* _SOURCE EXCERPT_:

+ + + + + + +

Building Tensorflow 2.0 with GPU support and TensorRT on Ubuntu 18.04 LTS [Part 1]

Published in

Analytics Vidhya

10 min readApr 7, 2020

Amongst some prevailing and inevitable choices in life, I once found myself standing on a road which forked into two: Tensorflow or Pytorch? And like almost any other life choice, this too had its own share of uncertainties, assurance and contentment. I took the road my gut called for…and it has made all the difference.

I won’t deny that installing Tensorflow can be a pain and extemely troublesome, especially if we don’t know what we are aiming for, which we almost never do. Yet for certain reasons (flexibility and control being the two most prominent ones), I always prefer building Tensorflow from source. And that is exactly what this article is all about. Since this is a long process, I decided to break it into two parts with the content apportioned as follows:

Part 1: Installation of NVIDIA Driver, CUDA, and cuDNN.

Part 2: Installation of TensorRT and Tensorflow.

For building Tensorflow 1.14 with GPU support and TensorRT on Ubuntu 16.04, kindly refer to this link.

Requirements:

CUDA (= 10.0)
NVIDIA GPU Driver (= 410.x)
cuDNN SDK (= 7.3.1)
CUPTI (ships with CUDA Toolkit)
TensorRT (= 5.0)
Bazel (= 0.26.1)
Python (2.7, 3.5 — 3.7) [Tensorflow 2.1 is the last release which supports Python 2]
pip (version ≥ 19.0)

Step-1: Update and upgrade your system.

$ sudo apt-get update$ sudo apt-get upgrade

Step-2: Verify you have CUDA-enable GPU.

+ + + + + + +

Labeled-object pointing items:
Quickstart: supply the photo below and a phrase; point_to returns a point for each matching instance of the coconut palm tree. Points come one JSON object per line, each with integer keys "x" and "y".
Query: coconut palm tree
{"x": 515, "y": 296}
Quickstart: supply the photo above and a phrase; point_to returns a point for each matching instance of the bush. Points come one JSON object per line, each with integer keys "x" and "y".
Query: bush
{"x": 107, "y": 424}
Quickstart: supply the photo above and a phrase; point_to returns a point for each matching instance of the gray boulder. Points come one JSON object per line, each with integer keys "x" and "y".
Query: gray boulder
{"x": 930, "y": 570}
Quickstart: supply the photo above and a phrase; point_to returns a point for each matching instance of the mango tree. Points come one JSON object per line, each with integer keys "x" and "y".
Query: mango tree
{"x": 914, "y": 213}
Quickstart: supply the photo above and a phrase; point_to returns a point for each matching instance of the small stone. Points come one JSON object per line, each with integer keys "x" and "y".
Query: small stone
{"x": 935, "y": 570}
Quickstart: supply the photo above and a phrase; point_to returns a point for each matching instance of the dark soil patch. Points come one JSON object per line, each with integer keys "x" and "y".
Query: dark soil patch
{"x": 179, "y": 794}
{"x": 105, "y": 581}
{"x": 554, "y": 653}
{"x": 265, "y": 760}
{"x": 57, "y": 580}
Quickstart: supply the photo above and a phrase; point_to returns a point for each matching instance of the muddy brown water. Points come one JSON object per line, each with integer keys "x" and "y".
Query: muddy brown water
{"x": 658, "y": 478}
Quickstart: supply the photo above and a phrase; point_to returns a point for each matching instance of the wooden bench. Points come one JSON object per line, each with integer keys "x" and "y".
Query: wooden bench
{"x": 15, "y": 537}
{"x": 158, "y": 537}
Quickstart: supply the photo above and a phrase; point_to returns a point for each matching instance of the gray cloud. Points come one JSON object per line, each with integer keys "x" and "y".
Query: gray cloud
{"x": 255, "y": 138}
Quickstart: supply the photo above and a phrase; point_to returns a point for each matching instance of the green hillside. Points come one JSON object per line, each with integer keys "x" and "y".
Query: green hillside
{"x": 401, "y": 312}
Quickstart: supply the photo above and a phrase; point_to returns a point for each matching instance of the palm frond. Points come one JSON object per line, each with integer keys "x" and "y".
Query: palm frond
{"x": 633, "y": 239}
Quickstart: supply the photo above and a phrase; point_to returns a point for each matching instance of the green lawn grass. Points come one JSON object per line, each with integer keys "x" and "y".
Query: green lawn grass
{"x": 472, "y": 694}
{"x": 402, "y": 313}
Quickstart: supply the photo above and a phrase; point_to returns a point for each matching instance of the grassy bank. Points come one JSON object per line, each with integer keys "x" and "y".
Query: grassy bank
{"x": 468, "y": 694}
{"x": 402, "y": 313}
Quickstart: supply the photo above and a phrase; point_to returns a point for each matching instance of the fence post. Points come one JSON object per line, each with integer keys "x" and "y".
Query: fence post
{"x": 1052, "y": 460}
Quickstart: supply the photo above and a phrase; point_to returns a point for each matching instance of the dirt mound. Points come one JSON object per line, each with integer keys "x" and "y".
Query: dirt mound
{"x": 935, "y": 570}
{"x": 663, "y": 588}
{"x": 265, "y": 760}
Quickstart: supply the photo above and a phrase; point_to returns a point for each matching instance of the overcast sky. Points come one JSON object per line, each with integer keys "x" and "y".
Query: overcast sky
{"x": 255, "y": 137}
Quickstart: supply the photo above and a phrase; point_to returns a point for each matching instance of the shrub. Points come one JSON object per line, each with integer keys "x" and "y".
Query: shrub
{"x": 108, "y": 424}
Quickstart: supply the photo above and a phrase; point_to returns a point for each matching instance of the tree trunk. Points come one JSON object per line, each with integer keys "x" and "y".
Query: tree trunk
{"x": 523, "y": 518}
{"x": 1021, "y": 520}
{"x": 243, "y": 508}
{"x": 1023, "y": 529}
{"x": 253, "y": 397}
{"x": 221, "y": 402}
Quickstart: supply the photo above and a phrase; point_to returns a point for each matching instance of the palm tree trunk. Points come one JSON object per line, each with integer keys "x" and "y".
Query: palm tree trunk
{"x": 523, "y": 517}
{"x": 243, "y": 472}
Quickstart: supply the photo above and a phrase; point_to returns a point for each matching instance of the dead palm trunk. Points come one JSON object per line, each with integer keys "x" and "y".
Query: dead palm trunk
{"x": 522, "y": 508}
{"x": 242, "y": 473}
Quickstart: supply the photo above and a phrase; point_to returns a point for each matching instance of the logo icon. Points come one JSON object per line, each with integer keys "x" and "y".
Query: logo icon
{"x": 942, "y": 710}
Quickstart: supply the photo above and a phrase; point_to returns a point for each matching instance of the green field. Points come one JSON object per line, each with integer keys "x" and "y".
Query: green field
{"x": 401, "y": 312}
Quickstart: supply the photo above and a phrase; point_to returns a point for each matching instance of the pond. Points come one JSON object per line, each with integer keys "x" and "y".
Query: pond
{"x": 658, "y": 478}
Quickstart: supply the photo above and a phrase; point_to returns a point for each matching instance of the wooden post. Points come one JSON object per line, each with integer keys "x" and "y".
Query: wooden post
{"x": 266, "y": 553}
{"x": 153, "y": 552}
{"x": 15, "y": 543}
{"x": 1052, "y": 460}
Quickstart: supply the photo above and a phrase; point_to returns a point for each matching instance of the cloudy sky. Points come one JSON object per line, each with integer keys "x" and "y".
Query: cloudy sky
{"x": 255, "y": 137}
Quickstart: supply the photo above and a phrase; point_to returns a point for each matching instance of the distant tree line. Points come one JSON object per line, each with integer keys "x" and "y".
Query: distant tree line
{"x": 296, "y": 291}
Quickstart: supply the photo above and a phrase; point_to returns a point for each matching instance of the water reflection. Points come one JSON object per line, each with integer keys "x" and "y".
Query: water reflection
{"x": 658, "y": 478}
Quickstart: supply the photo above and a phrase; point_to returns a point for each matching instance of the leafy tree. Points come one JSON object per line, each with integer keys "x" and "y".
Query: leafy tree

+ + + + + + +

* _PROBLEM DETAILS_:
Write the next part of the guide to building Tensorflow 2.0 on Ubuntu 18.04, picking up after the line about verifying a CUDA-enabled GPU. The items come from a separate source unrelated to the Tensorflow build guide.

* _RESPONSE TO THE TASK_:
$ lspci | grep -i nvidia

lspci command returns a list of all the hardwares installed on your system. Using grep -i nvidia returns only the name of the NVIDIA driver. Note down the name and check whether your GPU is CUDA-enabled at http://developer.nvidia.com/cuda-gpus.

If present, note down its compute capability. It’ll be required later.

Step-3: Remove any existing or previously installed CUDA along with NVIDIA Graphics Driver.

$ sudo apt-get --purge remove "*cublas*" "cuda*" "nvidia-cuda*"$ sudo rm -rf /usr/local/cuda*$ sudo apt-get --purge remove "*nvidia*"$ sudo apt-get autoremove$ sudo apt-get autoclean

The first two commands will remove all the cuda files and delete its folder respectively. The third command is to uninstall the nvidia driver installed on your system, which will be replaced by a compatible one later. The last two commands are to remove the inept and unnecessary files, which were installed as dependencies for this package but are no longer needed.

Step-4: Install the required NVIDIA driver. **

Before installing CUDA, you need to have a compatible version of NVIDIA driver installed in your machine. There are two ways of installing the driver:

Install it via Graphical User Interface:

Tap the Windows key on your keyboard and search for Software and Updates. When it opens, go under the tab Additional Drivers, graphically depicted below:

Let it fetch the information regarding available NVIDIA drivers compatible with your system. After it’s done, choose the desired driver from the list and click on Apply Changes.

Now reboot.

Install it via Command Line:

$ sudo add-apt-repository ppa:graphics-drivers/ppa$ sudo apt-get update

The first command is to add the canonical package for Ubuntu graphics drivers. The second one is to reload the package manager with the recently added driver package.

You now have to choose between installing the latest drivers or a specific version. The choise depends on your system, Ubuntu kernel version, and the aim of the project (CUDA 10.0 does not support versions ≤ 410.x).

Installing the latest driver is not recommended, because this PPA is still under testing. Sometimes you might encounter dependency problems. I personally faced certain complications like absence of display, failing to boot into Ubuntu after reboot, etc.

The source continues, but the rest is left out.